[Point localization data]
╭──

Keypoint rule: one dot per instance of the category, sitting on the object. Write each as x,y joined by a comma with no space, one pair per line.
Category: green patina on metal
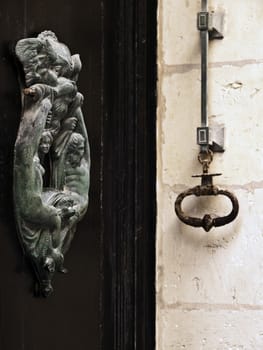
52,140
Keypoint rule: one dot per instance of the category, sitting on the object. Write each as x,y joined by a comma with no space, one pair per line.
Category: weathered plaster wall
210,285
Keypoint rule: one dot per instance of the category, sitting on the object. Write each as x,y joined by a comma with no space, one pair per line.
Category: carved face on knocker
45,142
44,59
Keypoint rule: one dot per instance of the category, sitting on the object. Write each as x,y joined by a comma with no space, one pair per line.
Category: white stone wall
210,285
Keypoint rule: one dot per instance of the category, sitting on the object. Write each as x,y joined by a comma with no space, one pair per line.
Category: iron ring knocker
207,222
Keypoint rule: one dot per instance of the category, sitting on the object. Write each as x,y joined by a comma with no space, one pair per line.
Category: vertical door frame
128,156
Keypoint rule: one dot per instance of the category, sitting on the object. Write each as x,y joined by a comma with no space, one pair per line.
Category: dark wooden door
106,301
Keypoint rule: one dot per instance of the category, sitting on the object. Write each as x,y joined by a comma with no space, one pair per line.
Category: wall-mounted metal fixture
210,27
52,157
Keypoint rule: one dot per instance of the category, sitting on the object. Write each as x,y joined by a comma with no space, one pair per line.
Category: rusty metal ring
207,222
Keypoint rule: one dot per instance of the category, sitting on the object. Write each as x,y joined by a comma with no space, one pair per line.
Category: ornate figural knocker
205,25
52,157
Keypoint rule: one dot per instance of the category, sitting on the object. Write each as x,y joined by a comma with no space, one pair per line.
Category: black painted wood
129,174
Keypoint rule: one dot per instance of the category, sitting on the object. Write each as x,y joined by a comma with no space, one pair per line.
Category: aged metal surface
52,157
205,157
206,189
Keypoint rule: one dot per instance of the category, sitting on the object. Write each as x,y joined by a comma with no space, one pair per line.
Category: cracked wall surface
210,285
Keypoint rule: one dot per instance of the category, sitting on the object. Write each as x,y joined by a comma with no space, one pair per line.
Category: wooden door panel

╰──

Copy out all the data without changing anything, and drop the pictures.

Keypoint rule: one dot per instance of the category, sitting on the object. Write each as x,y joined by a comma with no space, one pair per line.
Category: green patina on metal
52,140
Keypoint rule: one dot per instance of the category, sitting on the object. Write each as x,y joined by a comma with no space, one pair per line.
Category: weathered plaster wall
210,285
Keypoint rule: one dot per instance of the category, sitting on the object. Write each as x,y joined by a comma with no space, one pair per line.
Category: carved face on knocker
45,142
44,59
Keypoint rule: one dot per instance of the category, sitting on the object. Write each as x,y joined by a comma with no space, one pair per line.
Category: white stone wall
210,285
Keypoint rule: one dot per instance of the category, sitting on the object. Write each as x,y joined by a comma with no space, one pair per line.
Category: iron ring knocker
207,222
Keypoint rule: one dot per instance of the category, sitting on the object. Write each as x,y joined by a comma with no space, one pair per line.
Category: vertical door frame
128,156
Keypoint rule: one dot per instance of the category, sitting on the object. Write each as x,y joined by a comma with no space, one pair per line.
Category: dark wooden door
106,301
Keypoint rule: one dot per instance of the category, sitting on the object. Write each as x,y joined by a comma with no space, one pair per line.
Category: wall-mounted metal fixture
210,27
52,157
Keypoint rule: one dot per instance of the category, sitting on the object. Write each as x,y joined by a comma with no space, one pair per line.
Category: rusty metal ring
207,222
Keypoint rule: one dot per instance of the category, sitting on the object. Write each as x,y joined by a comma with no space, one pair per line.
Category: ornate figural knocker
205,25
52,157
Keypoint rule: one dot per instance of the category, sitting on the object. Write each as x,y joined by a comma with no space, one pair per line.
Category: black painted wood
129,174
Keypoint rule: one dot per instance of the category, sitting on the object. Write each as x,y joined by a comma with no space, one pair per line.
Category: aged metal surface
52,157
205,157
206,189
Keypoint rule: one dot per instance of the category, sitting on the object. Write each as x,y joined by a comma with no space, one pair per line.
Category: cracked wall surface
210,285
Keypoint rule: one dot per instance of the category, sitting on the object. Write each as x,y joined by a comma with no space, one pair per line.
Category: wooden door panel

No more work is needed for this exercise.